__EXERCISE DIRECTIONS__
Which lines in the records below contain the string "apartment"? Pull out each of those lines and copy it in full.

************

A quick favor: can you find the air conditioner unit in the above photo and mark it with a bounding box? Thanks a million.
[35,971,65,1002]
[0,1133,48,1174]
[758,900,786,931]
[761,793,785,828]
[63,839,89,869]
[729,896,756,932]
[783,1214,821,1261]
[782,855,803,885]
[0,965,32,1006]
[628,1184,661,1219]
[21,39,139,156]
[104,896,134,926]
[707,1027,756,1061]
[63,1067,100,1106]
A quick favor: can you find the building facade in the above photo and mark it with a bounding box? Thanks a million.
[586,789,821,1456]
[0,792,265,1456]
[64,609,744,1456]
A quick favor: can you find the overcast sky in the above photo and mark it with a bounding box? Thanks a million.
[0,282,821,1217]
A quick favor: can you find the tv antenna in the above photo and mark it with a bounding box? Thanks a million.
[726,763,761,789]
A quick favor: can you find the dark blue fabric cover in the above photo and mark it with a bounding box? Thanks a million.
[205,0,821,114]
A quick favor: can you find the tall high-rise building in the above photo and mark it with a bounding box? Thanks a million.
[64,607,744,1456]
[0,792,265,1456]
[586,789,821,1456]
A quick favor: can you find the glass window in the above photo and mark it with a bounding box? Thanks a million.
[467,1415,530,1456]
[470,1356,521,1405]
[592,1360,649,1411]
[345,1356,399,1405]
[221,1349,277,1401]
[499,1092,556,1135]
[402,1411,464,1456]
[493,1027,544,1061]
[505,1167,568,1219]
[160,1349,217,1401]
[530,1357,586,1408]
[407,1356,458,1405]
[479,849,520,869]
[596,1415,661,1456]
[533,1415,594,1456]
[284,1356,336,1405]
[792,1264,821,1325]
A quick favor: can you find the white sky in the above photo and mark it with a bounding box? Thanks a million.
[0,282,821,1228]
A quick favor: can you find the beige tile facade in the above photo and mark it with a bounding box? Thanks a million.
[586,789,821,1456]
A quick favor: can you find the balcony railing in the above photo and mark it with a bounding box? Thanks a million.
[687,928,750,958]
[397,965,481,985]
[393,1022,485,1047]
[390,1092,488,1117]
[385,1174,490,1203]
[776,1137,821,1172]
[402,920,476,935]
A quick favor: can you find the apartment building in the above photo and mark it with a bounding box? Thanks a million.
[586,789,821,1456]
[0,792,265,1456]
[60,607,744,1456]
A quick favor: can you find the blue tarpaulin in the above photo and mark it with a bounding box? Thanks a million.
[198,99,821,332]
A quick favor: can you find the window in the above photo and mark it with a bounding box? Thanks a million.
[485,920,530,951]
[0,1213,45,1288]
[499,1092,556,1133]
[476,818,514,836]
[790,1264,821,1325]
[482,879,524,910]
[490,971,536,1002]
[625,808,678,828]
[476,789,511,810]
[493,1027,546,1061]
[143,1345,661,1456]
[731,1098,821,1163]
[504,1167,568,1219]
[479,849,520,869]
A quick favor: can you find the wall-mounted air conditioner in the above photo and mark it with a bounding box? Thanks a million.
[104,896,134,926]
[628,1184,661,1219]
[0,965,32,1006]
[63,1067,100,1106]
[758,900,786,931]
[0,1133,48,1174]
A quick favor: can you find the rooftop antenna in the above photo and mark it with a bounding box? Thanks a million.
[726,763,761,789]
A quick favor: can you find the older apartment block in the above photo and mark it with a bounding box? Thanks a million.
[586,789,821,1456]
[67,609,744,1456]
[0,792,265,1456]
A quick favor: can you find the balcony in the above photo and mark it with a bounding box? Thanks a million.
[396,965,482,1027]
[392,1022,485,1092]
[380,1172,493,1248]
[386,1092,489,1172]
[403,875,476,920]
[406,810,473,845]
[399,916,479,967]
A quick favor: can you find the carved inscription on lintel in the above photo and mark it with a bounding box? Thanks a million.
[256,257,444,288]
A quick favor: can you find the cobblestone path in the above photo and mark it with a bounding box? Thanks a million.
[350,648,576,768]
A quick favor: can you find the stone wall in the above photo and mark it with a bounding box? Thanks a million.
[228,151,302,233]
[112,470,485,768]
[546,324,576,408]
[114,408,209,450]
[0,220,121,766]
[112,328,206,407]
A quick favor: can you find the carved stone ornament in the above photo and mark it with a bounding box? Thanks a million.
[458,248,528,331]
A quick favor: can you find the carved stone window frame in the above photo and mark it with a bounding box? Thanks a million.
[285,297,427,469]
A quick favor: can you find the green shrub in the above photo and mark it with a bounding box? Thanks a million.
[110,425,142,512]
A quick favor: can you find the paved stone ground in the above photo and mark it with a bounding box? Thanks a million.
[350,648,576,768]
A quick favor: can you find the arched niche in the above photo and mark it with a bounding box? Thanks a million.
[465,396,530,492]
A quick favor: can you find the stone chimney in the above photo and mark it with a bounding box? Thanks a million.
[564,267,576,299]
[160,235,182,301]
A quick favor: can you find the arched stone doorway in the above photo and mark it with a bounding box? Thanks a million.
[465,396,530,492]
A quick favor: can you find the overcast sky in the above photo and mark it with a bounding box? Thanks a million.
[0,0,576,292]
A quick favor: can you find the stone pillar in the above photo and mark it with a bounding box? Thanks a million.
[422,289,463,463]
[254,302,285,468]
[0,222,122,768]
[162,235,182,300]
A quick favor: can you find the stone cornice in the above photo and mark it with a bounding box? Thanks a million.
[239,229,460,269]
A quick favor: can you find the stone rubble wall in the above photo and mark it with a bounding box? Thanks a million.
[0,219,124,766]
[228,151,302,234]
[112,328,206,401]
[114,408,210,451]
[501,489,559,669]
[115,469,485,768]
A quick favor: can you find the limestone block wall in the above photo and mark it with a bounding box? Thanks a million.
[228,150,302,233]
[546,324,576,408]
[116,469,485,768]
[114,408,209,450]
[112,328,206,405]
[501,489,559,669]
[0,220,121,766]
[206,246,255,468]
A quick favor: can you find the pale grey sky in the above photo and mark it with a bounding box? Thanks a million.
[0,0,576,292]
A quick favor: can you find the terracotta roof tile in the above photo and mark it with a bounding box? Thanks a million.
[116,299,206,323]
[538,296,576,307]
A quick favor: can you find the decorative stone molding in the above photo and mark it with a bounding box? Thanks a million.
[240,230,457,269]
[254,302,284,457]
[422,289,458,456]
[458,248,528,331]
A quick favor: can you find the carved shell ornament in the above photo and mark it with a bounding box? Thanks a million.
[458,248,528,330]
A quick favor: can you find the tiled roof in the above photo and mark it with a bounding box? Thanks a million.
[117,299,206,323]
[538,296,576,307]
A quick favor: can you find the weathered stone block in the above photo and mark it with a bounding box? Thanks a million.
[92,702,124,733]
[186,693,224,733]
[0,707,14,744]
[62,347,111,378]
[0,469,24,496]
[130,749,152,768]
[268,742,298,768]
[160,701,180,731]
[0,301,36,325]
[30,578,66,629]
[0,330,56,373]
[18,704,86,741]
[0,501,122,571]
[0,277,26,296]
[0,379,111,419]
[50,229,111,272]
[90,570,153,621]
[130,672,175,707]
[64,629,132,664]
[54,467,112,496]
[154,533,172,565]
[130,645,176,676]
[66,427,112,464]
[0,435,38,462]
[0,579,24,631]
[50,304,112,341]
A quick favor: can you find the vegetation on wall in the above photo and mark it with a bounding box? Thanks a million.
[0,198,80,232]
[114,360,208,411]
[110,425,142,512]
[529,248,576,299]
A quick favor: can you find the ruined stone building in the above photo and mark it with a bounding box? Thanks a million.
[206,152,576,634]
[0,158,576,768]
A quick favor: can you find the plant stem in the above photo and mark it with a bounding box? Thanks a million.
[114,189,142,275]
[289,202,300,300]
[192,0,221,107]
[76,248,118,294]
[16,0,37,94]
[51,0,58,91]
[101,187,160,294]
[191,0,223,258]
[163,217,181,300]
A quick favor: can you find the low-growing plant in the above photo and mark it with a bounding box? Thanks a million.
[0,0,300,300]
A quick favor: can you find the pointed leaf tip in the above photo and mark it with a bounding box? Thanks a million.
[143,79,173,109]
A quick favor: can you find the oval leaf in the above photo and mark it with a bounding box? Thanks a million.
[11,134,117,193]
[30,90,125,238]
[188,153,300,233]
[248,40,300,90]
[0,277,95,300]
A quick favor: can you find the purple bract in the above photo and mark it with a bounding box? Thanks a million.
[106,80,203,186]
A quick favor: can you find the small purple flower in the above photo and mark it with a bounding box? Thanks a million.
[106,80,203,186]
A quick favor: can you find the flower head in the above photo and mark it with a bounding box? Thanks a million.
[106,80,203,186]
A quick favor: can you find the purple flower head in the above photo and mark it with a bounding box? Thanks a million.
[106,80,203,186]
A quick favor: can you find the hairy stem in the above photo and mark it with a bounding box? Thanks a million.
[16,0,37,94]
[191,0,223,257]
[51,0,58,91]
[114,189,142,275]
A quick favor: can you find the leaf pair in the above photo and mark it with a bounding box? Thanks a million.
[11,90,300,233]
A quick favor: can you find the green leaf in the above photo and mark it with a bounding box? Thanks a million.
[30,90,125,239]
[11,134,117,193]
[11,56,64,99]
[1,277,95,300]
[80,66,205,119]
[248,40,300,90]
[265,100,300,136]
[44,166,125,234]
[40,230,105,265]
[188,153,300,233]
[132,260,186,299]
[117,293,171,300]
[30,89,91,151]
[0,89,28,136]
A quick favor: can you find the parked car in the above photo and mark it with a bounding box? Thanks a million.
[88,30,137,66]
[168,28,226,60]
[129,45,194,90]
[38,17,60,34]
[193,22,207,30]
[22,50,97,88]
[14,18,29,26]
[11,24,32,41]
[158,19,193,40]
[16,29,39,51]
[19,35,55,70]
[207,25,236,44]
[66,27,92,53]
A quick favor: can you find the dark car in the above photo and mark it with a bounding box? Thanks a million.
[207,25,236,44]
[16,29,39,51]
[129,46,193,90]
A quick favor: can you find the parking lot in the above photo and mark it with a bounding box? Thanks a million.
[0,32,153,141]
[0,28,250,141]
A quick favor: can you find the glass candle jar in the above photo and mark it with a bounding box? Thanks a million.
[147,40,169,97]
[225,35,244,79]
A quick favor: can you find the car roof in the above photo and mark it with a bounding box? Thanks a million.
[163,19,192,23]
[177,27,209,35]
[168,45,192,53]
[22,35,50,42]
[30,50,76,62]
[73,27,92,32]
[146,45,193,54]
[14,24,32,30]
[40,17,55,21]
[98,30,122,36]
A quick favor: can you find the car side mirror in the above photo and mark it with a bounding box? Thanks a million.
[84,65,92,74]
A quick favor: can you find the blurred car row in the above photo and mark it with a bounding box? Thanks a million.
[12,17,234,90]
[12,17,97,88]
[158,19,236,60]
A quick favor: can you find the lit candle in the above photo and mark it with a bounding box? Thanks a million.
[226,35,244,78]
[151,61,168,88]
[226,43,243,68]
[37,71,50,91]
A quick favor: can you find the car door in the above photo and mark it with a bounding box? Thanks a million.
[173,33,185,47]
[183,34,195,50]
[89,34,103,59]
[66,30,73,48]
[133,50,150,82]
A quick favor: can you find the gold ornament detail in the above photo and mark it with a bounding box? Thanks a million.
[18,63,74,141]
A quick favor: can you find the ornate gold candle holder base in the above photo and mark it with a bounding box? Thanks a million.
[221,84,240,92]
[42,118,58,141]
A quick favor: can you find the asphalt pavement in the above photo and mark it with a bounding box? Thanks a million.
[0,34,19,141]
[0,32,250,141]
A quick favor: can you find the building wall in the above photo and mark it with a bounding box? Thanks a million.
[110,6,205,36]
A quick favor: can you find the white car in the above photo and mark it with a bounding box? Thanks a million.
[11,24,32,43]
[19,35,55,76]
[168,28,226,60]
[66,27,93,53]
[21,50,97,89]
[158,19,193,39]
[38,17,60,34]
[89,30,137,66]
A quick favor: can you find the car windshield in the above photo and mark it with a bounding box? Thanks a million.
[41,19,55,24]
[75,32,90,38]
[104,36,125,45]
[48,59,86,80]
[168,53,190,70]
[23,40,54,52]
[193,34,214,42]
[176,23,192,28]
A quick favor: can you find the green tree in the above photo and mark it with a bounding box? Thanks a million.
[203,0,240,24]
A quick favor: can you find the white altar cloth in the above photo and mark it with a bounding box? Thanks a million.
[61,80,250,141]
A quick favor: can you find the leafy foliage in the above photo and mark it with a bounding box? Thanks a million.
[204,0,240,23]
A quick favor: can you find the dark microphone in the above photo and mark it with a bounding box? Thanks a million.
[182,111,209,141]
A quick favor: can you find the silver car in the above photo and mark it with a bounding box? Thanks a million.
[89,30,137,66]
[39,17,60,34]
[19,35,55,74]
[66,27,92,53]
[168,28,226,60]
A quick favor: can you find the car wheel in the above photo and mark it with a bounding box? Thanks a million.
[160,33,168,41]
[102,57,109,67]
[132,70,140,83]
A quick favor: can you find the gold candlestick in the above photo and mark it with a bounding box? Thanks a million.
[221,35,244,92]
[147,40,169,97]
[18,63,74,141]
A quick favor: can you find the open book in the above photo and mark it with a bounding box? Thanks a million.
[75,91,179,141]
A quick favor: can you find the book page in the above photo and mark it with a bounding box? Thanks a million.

************

__COMPLETED TASK__
A quick favor: can you find the apartment building in the above photo and mark it with a bounding box? Thanks a million.
A quick favor: can you find the older apartment block in the above photo and mark it with a bounding box? Thanks a million.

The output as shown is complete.